Thu, 05/28/2015 - 19:08

I'm wondering if I'm the only person who struggles with this. When I speak to a doctor or someone else about my seizures, a new trigger, symptom, etc., I assume (probably 8/10 times) that they think I am making it up or think it is all in my head, so to speak. I feel this way even when no one has made any suggestion in that vein. I don't know whether this is ingrained from childhood-maybe I had experiences where people didn't believe what I was telling them about my seizures and I just don't recall-or from the last several years. Perhaps I'm just insecure for no reason, or maybe I am correct in thinking people feel that way about the things I say. It causes me a lot of distress to say something to a medical professional and then think, "he/she doesn't believe me/thinks I am looking for attention/thinks I am crazy," even though they haven't said anything. It's true, I shouldn't care what anyone else thinks, but I think it goes deeper to an, "If an expert doesn't believe me, I must be wrong and just an idiot," sort of thing.

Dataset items
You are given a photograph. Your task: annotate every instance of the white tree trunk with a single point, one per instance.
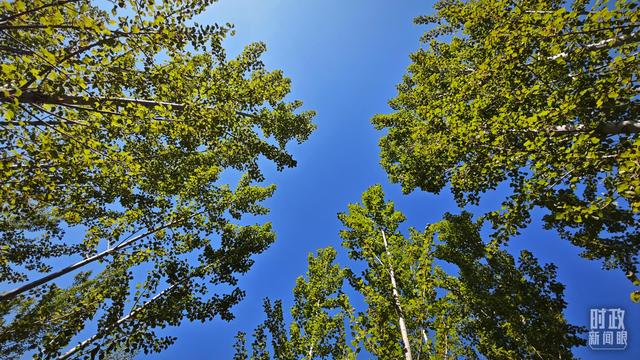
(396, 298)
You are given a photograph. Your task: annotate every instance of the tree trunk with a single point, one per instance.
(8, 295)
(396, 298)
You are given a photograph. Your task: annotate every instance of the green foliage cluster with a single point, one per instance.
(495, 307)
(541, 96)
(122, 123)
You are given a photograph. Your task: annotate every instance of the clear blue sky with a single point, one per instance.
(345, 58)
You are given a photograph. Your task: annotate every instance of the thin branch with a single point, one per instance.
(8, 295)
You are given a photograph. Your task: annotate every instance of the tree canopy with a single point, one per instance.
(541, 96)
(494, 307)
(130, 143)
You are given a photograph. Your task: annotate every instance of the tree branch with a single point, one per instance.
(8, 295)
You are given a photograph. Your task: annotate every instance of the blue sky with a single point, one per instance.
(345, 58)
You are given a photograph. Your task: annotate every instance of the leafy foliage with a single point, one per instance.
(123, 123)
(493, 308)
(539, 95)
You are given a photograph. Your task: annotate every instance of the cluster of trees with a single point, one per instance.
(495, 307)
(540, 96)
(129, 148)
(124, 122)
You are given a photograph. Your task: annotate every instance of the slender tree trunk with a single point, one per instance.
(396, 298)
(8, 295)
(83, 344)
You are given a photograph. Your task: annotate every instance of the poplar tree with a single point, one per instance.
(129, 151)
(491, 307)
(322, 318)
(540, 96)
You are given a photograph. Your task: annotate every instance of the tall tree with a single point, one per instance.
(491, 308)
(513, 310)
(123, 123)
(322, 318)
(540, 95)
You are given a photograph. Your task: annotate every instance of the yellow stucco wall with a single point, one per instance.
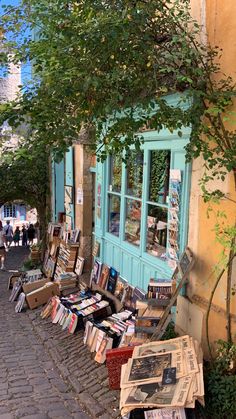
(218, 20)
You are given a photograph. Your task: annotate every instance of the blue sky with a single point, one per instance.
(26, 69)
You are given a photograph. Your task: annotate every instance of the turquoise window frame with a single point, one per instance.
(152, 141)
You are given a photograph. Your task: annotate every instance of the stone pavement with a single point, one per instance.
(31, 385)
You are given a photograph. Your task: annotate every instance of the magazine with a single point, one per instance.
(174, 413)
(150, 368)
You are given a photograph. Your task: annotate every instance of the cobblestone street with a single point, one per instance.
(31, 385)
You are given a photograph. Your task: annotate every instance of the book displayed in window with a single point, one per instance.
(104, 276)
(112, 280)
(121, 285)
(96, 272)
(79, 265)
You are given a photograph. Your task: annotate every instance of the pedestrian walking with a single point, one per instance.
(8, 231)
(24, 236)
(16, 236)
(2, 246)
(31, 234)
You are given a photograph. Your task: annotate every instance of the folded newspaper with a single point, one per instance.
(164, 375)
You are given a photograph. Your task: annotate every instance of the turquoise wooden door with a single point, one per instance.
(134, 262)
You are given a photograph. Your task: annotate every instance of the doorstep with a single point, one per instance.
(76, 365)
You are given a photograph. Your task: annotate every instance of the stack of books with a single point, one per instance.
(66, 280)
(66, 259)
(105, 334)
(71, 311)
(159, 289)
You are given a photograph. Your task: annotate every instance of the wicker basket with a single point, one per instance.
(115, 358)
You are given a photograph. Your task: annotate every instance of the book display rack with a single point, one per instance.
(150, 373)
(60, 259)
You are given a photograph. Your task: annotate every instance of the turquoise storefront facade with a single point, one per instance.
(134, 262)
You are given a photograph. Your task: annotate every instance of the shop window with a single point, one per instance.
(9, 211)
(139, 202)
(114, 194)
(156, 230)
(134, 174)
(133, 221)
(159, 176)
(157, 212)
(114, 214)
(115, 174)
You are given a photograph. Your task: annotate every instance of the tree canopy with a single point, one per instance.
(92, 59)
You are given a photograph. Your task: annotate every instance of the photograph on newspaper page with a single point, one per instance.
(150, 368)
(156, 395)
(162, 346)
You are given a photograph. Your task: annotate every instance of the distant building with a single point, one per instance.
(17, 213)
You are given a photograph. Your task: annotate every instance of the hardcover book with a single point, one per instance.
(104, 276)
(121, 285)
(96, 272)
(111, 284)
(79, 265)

** TASK PROMPT **
Continue the forum post about feeling disbelieved when describing seizures to doctors, picking up after its final sentence.

** TASK RESPONSE **
I guess it's hard to explain what I'm trying to describe, but I want to know whether I'm the only one who has this specific insecurity. It brings on a lot of negative self-talk and I don't know why it's happening or how logical I am or am not being. Sorry if this is wildly confusing. Thanks xx

Comments

You aren't the only person

Submitted by just_joe on Fri, 2015-05-29 - 17:24
You aren't the only person that gets these feelings. For me it wasn't doctors because I know my doctors know I have seizures and know I know about my seizures and the time it takes to get back to normal. At times my PCP didn't think about it but he knew I had seizures since I had had some in his office. I told him about my new medications working like it does and he gave me a wierd look. I had one in his office about a month ago. I stopped in the middle of a conversation about another isue and finished the sentence a few seconds later. I aksed him what he thought the delay in my sentence was. When I told him it was a seizure he said I need to stay on that medication because it has done wonders in the time frames I had  had compared to the time frame in that seizure. Most people don't like hearing about symptoms and many are still thinkking the only seizzure there is is a grand mal seizure.